==== Selected passage ====

BROOKSVILLE — Decades after HIV exploded onto the American consciousness, the illness remains an off-limit topic in many cultural circles.
"There's much stigma attached to the virus,'' said Lashaundra Ellison, with the Hernando County Health Department. "No one wants to talk about it in Hernando County. It's like the taboo conversation. A lot of people want to advocate (about) the virus, but it's not just accepted here."
Ellison said research indicates that African-Americans are disproportionately affected by HIV as compared with other populations. The causes are multiple, foremost among them poverty levels and health care availability, she said.
To turn that tide, the department last year developed an educational and outreach program that recently earned a prestigious honor, a Model Practice Award, from the National Association of County and City Health Officials.
It was one of 41 such awards given out across the country, first ever for Hernando, Ellison said. The program is being featured on the NACCHO network so that other health agencies can replicate it.

====

■ What to work on
Duplicate the stretch of the HIV outreach article from "BROOKSVILLE — Decades" through "City Health Officials.", word for word. The data that follows comes from a different source than the Hernando County HIV article.

==== Recorded information ====

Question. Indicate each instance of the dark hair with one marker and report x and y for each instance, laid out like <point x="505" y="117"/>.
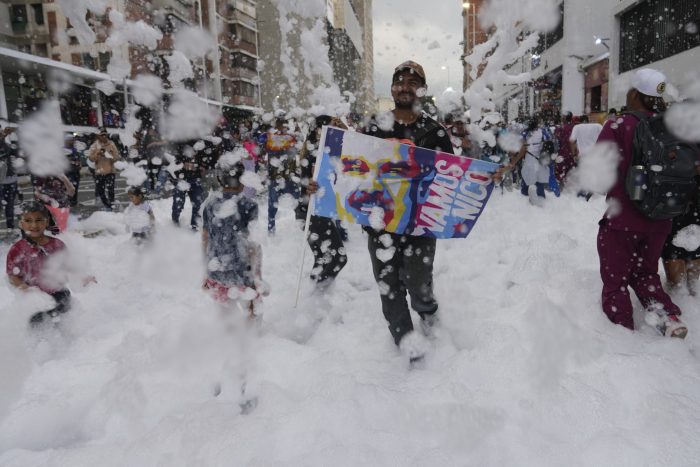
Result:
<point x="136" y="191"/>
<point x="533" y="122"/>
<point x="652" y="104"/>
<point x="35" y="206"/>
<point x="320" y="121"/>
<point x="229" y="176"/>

====
==== Recorded information ====

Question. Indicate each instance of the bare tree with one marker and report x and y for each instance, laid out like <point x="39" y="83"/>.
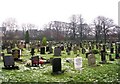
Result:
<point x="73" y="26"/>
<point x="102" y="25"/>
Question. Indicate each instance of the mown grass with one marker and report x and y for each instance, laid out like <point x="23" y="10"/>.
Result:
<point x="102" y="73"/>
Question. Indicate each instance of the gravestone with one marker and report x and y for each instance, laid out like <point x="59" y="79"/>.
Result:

====

■ Task output
BROOKSVILLE — Decades after HIV exploded onto the American consciousness, the illness remains an off-limit topic in many cultural circles.
"There's much stigma attached to the virus,'' said Lashaundra Ellison, with the Hernando County Health Department. "No one wants to talk about it in Hernando County. It's like the taboo conversation. A lot of people want to advocate (about) the virus, but it's not just accepted here."
Ellison said research indicates that African-Americans are disproportionately affected by HIV as compared with other populations. The causes are multiple, foremost among them poverty levels and health care availability, she said.
To turn that tide, the department last year developed an educational and outreach program that recently earned a prestigious honor, a Model Practice Award, from the National Association of County and City Health Officials.